◆ EXERCISE ◆
Return the lines below verbatim, reproducing every character without change.
══════
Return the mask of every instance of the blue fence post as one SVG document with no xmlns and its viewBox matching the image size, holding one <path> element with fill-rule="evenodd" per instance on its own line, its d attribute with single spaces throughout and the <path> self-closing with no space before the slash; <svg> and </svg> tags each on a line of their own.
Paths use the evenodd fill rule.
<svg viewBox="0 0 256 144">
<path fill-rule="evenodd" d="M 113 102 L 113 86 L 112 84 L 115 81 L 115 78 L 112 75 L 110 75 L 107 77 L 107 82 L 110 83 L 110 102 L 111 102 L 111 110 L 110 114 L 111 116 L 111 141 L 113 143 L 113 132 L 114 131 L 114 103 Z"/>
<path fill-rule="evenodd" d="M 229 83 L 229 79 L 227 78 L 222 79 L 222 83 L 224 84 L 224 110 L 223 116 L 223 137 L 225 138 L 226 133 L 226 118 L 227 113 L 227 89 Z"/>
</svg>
══════
◆ EXERCISE SOLUTION ◆
Return the mask of every instance of the blue fence post as one SVG document with no xmlns and its viewBox matching the image size, holding one <path> element with fill-rule="evenodd" per instance on its own line, its d attribute with single spaces throughout and the <path> self-closing with no space before the slash; <svg> and </svg> tags each on a line of their own.
Paths use the evenodd fill rule.
<svg viewBox="0 0 256 144">
<path fill-rule="evenodd" d="M 113 102 L 113 86 L 112 84 L 115 81 L 115 78 L 112 75 L 110 75 L 107 77 L 107 82 L 110 83 L 110 102 L 111 102 L 111 110 L 110 114 L 111 116 L 111 141 L 113 143 L 113 132 L 114 131 L 114 103 Z"/>
<path fill-rule="evenodd" d="M 229 83 L 229 79 L 227 78 L 222 79 L 222 83 L 224 84 L 224 110 L 223 116 L 223 137 L 225 138 L 226 133 L 226 118 L 227 113 L 227 89 Z"/>
</svg>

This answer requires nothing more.